● TO DO
Rewrite every line in the stretch from the start of the records through the line containing "(423, 1129)", shifting each coordinate by adding 37 to it and keeping all other text unchanged.

● INFORMATION PROVIDED
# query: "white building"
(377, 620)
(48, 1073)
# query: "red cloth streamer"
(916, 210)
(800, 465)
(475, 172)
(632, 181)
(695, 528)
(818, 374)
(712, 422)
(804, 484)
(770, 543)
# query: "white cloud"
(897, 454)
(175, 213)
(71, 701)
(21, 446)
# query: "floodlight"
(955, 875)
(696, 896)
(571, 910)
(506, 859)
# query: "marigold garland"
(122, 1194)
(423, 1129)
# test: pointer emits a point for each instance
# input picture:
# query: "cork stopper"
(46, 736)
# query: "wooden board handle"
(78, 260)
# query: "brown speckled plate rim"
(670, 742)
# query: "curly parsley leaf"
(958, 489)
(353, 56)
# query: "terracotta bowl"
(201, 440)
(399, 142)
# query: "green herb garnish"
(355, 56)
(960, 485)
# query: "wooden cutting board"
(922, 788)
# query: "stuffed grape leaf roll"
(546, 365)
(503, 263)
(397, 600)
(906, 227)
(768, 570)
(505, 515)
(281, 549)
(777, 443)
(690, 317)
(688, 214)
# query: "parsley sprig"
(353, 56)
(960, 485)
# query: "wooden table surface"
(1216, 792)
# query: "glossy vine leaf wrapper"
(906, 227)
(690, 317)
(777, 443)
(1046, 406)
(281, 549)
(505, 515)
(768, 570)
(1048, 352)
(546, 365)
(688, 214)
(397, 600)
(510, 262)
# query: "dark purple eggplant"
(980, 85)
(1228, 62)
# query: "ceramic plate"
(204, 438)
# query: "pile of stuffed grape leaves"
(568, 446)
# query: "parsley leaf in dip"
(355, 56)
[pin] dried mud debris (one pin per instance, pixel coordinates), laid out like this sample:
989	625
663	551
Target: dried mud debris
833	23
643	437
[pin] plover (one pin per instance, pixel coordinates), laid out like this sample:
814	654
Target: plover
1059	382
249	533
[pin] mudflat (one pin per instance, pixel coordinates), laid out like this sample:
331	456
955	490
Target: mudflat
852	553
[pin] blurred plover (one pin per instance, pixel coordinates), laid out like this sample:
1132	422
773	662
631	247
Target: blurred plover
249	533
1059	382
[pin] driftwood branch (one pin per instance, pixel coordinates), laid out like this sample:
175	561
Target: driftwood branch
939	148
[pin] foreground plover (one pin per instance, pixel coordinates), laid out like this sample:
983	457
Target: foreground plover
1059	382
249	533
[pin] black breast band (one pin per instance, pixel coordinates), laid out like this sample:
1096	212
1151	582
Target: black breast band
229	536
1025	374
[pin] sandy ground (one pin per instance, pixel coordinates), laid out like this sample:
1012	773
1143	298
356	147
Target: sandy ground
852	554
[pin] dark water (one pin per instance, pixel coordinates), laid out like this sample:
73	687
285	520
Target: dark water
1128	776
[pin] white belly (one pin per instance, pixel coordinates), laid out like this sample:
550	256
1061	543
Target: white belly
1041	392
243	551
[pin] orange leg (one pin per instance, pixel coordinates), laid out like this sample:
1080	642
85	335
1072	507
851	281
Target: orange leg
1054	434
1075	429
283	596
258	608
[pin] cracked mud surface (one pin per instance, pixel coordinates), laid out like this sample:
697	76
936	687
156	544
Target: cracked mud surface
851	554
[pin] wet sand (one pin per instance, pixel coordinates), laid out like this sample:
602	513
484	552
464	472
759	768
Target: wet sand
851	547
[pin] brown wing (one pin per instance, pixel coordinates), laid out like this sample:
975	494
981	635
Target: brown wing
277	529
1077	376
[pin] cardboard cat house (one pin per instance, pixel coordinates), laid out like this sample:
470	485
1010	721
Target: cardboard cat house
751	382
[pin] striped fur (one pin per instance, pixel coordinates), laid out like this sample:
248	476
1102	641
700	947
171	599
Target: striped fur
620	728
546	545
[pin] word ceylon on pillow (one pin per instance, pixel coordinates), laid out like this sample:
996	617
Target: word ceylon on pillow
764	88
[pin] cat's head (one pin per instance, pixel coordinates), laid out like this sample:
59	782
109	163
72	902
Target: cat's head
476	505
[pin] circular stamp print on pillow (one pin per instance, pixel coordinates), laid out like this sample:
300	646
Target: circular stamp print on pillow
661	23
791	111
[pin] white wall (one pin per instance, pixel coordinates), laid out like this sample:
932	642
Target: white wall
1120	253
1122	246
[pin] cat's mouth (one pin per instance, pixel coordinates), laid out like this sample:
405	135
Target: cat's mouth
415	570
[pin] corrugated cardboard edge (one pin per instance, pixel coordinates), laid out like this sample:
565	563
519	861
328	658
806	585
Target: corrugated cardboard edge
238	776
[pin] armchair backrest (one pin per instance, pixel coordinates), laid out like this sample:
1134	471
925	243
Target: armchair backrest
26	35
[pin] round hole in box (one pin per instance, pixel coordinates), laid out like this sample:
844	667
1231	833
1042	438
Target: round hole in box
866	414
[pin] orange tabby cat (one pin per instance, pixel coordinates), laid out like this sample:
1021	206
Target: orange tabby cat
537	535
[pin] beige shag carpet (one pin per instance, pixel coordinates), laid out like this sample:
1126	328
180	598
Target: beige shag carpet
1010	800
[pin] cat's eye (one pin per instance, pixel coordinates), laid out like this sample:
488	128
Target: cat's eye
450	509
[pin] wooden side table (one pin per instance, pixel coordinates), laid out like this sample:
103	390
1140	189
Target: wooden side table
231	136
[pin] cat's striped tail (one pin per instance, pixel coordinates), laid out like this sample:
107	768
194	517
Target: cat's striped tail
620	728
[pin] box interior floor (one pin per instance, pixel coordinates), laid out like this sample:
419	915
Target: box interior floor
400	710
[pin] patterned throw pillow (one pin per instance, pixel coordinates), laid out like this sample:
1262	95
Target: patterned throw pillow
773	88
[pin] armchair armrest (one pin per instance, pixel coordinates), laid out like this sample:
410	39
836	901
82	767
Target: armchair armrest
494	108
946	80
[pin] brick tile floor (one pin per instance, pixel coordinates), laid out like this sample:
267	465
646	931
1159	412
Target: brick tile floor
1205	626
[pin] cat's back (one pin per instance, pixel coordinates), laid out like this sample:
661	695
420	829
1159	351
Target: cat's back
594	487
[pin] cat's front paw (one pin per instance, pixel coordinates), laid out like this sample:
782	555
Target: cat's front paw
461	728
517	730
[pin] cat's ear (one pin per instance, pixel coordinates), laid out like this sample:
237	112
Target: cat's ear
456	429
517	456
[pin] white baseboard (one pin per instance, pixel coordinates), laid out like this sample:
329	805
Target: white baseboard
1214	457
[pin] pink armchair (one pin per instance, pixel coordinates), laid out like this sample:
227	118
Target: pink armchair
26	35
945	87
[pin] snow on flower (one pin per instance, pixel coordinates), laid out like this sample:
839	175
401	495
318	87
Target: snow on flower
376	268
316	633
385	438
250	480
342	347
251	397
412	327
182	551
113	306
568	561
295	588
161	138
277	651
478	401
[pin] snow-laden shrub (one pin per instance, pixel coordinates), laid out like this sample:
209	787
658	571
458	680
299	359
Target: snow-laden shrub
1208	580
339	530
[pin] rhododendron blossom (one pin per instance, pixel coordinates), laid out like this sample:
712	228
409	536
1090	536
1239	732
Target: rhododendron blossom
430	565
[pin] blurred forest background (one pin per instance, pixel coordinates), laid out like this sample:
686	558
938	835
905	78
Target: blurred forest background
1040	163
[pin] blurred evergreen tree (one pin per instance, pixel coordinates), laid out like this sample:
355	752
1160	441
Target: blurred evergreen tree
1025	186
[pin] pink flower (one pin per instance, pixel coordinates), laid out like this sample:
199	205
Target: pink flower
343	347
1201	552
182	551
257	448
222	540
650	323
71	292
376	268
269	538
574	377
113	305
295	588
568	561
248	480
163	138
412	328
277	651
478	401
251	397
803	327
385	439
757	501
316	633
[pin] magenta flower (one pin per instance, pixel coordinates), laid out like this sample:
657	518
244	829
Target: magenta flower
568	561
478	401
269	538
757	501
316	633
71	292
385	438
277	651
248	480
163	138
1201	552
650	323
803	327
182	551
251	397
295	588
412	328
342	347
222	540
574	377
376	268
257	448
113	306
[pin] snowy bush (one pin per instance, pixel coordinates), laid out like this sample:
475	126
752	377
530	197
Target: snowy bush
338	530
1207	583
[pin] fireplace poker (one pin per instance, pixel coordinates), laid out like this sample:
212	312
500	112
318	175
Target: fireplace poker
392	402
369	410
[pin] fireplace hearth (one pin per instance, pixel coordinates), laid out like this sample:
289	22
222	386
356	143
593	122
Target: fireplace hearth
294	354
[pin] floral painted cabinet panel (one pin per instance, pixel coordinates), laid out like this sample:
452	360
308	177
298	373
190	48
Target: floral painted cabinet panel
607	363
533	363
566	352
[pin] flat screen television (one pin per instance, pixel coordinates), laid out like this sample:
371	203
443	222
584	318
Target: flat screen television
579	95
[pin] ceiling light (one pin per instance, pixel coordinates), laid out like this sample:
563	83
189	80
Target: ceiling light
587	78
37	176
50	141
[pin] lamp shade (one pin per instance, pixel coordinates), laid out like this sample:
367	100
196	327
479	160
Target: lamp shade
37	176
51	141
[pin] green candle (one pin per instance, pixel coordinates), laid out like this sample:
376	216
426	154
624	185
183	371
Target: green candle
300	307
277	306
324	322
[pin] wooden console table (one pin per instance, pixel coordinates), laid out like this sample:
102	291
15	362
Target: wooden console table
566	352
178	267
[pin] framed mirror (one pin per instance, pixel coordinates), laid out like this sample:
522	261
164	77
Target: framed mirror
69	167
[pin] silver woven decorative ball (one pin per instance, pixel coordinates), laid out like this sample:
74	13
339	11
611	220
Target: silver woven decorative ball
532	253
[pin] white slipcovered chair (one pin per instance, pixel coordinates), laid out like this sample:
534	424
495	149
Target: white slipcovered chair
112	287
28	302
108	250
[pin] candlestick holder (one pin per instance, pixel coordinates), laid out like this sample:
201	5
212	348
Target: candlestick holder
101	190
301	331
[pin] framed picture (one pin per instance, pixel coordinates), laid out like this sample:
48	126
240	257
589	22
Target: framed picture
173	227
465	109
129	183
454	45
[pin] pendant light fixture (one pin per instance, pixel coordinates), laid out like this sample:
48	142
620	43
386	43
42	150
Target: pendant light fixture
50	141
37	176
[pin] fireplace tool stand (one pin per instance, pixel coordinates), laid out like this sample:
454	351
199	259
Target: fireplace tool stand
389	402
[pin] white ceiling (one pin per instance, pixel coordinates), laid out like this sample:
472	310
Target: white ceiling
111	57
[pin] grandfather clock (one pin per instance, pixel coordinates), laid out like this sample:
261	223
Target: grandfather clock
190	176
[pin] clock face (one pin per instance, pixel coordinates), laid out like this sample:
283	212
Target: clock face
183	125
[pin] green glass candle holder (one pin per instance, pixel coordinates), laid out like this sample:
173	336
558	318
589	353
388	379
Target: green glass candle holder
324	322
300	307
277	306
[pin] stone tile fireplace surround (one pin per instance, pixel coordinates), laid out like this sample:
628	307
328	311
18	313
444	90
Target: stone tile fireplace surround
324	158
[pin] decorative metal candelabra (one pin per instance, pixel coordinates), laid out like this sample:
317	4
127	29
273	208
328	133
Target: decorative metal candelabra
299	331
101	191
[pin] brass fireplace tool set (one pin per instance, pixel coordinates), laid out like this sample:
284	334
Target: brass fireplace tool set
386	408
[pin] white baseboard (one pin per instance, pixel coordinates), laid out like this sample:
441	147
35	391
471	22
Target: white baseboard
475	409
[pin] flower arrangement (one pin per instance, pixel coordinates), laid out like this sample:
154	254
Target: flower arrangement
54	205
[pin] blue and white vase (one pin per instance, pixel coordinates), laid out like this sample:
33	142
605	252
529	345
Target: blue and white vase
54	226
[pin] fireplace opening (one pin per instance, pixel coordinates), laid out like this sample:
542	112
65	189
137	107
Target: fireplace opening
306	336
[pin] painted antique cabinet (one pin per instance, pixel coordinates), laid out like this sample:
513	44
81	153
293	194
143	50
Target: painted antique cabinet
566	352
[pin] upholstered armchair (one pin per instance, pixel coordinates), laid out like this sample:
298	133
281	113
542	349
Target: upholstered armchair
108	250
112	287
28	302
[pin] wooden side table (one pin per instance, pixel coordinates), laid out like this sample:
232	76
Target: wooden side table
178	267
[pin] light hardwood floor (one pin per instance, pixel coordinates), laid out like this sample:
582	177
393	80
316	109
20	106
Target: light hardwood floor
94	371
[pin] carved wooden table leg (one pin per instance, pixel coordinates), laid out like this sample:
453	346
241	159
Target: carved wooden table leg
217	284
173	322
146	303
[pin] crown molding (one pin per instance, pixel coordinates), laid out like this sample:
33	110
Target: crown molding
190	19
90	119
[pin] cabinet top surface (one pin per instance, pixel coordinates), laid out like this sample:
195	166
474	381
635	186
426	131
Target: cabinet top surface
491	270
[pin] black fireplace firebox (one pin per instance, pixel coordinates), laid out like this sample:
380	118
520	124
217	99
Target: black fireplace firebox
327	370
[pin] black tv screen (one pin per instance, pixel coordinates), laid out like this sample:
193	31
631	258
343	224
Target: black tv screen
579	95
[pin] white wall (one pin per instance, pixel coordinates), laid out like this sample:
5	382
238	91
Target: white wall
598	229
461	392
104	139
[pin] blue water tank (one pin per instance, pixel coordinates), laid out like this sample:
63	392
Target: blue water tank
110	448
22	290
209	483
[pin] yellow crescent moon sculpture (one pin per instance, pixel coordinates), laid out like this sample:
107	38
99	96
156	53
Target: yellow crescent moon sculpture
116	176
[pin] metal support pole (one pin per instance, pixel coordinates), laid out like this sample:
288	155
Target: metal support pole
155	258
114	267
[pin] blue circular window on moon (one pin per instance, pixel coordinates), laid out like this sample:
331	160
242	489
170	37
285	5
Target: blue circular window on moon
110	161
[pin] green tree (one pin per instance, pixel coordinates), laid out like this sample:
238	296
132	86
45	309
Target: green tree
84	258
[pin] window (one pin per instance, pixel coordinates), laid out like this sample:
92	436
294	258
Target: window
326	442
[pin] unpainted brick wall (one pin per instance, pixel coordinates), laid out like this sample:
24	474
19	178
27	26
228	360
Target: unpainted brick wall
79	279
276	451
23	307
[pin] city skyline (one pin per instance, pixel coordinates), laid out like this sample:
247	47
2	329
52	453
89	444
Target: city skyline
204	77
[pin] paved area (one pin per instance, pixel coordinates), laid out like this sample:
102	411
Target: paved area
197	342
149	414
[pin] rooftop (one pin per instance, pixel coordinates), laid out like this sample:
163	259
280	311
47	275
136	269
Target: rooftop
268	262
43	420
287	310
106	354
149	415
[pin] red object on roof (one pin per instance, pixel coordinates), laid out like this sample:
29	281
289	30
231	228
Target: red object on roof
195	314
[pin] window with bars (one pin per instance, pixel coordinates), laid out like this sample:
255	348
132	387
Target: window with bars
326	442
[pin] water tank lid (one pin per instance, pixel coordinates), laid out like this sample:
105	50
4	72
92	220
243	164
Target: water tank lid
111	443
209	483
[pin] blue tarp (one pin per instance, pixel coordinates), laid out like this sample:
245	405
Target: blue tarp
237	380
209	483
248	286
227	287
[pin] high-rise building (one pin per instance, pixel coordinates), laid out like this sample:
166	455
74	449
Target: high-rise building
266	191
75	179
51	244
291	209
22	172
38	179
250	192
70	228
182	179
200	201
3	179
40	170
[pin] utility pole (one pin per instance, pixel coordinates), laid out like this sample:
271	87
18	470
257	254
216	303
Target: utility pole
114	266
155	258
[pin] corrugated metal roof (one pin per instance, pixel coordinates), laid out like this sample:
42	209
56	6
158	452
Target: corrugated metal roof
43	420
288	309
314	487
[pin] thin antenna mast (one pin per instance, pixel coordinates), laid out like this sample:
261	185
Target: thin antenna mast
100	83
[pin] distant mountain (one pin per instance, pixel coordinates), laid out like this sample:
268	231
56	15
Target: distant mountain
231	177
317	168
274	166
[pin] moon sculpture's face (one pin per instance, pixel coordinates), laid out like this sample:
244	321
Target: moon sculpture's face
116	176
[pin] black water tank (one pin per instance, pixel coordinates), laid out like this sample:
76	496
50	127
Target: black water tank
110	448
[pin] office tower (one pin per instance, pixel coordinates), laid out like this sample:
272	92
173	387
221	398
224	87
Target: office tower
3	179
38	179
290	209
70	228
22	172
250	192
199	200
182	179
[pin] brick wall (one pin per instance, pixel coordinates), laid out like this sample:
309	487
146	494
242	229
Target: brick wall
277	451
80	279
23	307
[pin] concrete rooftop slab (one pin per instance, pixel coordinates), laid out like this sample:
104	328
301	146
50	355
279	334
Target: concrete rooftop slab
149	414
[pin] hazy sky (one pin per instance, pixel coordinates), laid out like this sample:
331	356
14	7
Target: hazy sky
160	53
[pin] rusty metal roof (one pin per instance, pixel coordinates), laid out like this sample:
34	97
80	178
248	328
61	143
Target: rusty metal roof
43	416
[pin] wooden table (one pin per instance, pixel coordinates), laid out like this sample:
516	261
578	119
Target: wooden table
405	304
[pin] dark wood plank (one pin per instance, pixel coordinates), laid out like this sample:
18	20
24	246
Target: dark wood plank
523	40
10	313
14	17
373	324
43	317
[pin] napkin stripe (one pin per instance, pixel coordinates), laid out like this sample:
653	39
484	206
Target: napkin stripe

● ANSWER FOR THIS EXERCISE
# query: "white building"
(414, 657)
(85, 1110)
# query: "red cloth streamer"
(953, 247)
(837, 502)
(512, 209)
(669, 218)
(732, 565)
(855, 411)
(749, 459)
(841, 521)
(807, 580)
# query: "white cloud"
(934, 491)
(212, 250)
(108, 738)
(58, 483)
# query: "floodlight"
(992, 912)
(733, 933)
(608, 947)
(543, 896)
# query: "marigold garland"
(159, 1231)
(460, 1166)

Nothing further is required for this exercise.